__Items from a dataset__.
+---+

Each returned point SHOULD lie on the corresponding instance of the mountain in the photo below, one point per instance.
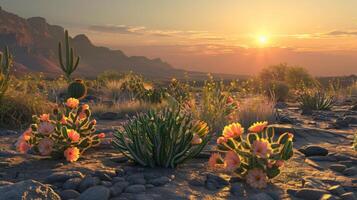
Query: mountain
(34, 44)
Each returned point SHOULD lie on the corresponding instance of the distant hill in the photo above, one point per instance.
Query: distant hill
(34, 44)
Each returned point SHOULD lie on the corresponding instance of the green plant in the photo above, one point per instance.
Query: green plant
(77, 89)
(163, 138)
(315, 100)
(255, 157)
(68, 132)
(71, 63)
(6, 62)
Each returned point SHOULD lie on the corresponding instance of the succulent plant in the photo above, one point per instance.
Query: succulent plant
(6, 63)
(256, 156)
(77, 89)
(162, 138)
(68, 132)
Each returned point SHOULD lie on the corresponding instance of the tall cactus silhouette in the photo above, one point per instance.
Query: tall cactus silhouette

+---+

__Work to be completed__.
Set down each line from the line containing "of the tall" through the final line of the data, exactly and with nothing added.

__Your response__.
Each returned point SHOULD lie on the corresponding instance of the tall cactus silhouette in the photo above, one point per instance.
Query: tall cactus silhouette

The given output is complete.